__Prompt__.
Begin at the line containing "Target: dog's muzzle" in the entries below and end at the line containing "Target: dog's front leg"; transcribe that range exactly and nothing outside it.

__Natural language region descriptions__.
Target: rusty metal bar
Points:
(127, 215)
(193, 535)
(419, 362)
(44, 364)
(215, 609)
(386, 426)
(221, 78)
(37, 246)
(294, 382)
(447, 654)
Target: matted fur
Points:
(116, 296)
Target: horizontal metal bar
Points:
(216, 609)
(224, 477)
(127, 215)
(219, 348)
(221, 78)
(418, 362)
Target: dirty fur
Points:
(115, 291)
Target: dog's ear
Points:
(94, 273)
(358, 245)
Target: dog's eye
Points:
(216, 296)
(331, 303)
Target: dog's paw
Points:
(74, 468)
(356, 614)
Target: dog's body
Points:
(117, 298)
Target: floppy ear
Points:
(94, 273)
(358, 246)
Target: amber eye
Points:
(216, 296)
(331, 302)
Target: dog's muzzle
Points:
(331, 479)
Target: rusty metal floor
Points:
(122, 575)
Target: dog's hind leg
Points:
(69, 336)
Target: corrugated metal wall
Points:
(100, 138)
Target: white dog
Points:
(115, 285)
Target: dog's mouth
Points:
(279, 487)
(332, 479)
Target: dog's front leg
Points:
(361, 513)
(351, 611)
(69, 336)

__Reply to the exercise__.
Target: dog's muzzle
Points:
(331, 479)
Target: rusty metal floor
Points:
(122, 575)
Target: dog's hind leg
Points:
(69, 336)
Target: corrugated metal wall
Points:
(100, 138)
Target: white dog
Points:
(115, 285)
Target: dog's mouth
Points:
(279, 487)
(332, 479)
Target: dog's front leg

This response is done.